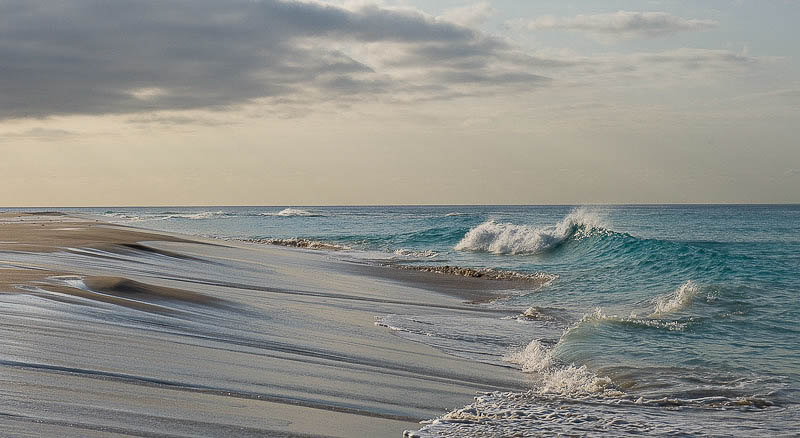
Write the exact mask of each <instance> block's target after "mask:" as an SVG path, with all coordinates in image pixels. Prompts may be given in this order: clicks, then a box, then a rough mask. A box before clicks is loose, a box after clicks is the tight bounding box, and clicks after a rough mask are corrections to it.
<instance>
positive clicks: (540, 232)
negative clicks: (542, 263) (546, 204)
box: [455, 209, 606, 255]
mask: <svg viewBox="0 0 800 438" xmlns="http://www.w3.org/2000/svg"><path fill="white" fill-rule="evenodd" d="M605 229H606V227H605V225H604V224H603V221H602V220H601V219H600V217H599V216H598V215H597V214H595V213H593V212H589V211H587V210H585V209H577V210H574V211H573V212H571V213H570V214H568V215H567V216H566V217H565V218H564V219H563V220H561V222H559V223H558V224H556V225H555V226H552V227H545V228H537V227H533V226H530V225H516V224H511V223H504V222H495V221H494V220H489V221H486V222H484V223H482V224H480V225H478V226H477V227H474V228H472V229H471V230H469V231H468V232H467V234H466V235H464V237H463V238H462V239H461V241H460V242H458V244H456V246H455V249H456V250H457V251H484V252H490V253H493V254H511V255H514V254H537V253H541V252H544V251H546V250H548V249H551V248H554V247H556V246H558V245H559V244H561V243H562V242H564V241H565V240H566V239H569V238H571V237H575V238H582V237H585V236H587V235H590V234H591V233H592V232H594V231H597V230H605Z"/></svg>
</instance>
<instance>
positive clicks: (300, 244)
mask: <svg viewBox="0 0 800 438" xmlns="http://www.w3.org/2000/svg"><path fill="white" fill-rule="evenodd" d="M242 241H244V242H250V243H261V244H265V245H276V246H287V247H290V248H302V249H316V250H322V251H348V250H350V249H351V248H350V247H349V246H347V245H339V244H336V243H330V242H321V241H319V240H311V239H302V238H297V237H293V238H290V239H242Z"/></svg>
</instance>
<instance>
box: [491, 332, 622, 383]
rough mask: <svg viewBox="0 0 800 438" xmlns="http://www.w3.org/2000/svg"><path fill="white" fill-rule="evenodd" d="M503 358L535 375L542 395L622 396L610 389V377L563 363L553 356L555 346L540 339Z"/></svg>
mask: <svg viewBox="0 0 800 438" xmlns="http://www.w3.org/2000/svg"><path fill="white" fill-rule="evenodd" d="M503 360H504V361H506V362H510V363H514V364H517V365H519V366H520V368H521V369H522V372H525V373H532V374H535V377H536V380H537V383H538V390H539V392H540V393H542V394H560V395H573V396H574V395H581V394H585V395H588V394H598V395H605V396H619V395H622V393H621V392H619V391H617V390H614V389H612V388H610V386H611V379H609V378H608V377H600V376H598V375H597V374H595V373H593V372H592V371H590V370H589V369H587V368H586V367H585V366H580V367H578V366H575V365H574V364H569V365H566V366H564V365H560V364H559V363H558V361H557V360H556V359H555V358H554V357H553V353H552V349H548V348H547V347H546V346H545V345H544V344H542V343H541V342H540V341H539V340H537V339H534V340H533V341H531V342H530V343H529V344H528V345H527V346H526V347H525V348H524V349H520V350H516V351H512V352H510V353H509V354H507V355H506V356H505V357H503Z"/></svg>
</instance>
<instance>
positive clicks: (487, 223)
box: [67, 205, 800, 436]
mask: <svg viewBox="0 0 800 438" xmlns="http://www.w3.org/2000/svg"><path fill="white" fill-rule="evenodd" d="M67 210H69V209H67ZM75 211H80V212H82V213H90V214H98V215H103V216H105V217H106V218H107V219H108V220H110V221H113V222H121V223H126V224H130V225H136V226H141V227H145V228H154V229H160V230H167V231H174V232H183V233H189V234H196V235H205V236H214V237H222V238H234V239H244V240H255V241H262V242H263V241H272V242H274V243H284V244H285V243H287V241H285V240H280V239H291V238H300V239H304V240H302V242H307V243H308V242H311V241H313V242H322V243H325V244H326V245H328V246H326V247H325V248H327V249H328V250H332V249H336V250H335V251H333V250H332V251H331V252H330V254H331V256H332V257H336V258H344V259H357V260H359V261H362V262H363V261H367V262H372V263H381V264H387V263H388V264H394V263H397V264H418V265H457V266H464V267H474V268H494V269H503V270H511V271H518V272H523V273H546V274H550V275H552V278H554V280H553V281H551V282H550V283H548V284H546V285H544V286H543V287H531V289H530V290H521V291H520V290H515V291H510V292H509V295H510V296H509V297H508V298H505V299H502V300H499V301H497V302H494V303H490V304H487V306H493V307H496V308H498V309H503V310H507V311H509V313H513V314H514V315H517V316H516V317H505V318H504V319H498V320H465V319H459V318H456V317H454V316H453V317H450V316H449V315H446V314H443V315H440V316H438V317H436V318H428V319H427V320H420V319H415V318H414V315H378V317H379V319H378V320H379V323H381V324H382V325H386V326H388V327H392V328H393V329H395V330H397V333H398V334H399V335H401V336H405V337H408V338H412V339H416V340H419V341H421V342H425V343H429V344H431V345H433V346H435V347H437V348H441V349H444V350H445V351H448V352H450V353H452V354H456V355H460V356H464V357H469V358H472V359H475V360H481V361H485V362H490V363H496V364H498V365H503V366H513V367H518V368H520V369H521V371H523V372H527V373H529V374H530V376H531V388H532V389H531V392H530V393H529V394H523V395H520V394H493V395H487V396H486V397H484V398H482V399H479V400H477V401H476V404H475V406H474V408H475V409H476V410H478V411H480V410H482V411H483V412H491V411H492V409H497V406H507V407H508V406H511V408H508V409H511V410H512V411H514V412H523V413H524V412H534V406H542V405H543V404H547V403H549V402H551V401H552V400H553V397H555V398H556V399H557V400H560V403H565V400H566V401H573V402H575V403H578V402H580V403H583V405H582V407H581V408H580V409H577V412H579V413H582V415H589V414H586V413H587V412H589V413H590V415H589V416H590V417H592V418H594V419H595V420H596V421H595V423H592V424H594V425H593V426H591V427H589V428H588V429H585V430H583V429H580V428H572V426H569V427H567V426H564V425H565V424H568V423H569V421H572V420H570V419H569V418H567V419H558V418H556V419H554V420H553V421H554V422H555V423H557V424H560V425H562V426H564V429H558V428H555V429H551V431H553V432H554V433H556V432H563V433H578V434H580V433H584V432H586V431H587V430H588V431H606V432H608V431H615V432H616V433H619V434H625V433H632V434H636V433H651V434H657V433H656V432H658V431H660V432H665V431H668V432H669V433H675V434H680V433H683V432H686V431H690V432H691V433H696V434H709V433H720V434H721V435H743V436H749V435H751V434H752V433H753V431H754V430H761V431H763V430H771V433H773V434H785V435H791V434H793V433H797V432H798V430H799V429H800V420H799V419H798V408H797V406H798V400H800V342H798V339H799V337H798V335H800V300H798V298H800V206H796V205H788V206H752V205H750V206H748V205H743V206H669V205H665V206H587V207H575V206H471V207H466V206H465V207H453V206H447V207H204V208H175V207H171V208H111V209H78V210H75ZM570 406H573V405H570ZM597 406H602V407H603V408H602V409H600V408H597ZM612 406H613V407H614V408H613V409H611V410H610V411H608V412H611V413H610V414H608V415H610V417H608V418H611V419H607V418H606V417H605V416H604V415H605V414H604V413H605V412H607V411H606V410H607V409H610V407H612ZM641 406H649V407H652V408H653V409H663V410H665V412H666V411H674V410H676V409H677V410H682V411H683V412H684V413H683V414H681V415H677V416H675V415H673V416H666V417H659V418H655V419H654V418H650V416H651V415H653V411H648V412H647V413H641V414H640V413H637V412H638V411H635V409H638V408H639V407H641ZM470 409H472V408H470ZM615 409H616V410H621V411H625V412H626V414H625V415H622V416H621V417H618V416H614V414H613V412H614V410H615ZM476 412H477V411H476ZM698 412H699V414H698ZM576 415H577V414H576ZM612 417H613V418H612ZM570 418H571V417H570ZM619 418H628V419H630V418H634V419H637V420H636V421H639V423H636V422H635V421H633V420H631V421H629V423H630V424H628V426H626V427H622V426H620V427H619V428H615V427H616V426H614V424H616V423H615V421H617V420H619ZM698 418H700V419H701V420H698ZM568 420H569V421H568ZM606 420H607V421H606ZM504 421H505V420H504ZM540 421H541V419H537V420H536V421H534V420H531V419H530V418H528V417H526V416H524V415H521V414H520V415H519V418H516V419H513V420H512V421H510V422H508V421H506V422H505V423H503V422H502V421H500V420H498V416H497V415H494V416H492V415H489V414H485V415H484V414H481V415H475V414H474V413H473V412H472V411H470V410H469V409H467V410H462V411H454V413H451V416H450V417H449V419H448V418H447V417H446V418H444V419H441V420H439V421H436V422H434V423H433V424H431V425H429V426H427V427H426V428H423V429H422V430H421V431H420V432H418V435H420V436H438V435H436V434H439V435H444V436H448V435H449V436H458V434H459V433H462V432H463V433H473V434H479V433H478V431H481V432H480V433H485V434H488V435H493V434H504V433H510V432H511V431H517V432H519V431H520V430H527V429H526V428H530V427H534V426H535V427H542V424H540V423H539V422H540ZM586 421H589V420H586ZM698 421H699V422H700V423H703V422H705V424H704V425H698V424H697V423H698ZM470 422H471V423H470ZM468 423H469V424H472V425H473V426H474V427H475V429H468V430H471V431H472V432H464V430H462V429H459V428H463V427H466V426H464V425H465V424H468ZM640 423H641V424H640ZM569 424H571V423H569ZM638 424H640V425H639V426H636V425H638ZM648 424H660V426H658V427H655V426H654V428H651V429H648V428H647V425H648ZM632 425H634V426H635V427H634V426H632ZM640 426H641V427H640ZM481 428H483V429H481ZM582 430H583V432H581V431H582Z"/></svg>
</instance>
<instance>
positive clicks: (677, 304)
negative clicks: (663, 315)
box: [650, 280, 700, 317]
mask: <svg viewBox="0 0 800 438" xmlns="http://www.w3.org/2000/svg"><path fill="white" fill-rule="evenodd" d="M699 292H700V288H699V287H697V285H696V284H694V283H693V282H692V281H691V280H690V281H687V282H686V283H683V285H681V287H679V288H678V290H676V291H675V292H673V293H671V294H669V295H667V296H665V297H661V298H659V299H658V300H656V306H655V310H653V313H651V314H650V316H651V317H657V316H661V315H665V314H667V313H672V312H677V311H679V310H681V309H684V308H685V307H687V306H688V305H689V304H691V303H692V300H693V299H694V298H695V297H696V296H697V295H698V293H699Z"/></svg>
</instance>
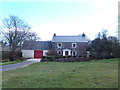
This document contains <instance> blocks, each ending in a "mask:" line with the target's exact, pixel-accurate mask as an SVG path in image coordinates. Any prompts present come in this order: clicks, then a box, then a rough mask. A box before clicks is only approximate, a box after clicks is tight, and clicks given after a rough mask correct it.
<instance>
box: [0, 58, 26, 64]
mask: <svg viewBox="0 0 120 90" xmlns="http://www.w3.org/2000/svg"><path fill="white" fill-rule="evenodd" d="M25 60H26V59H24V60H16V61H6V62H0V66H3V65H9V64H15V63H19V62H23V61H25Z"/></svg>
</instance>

^^^^

Exercise details:
Copy exactly the lines of the listing above, beginning at the line with "This document contains" and ending at its final line; write out nothing else.

Result of this task:
This document contains <instance> blocks, each ending in a "mask:" line with the target's exact, pixel-accurate mask as an SVG path in image coordinates. Any prompts present come in this order: clicks, then a box, then a rough mask. A box before clicks is only approximate, a box after clicks is tight, and clicks given after a rough mask correct it.
<instance>
box: [0, 58, 26, 64]
mask: <svg viewBox="0 0 120 90" xmlns="http://www.w3.org/2000/svg"><path fill="white" fill-rule="evenodd" d="M25 60H26V59H24V60H16V61H6V62H0V66H3V65H9V64H15V63H19V62H23V61H25Z"/></svg>
</instance>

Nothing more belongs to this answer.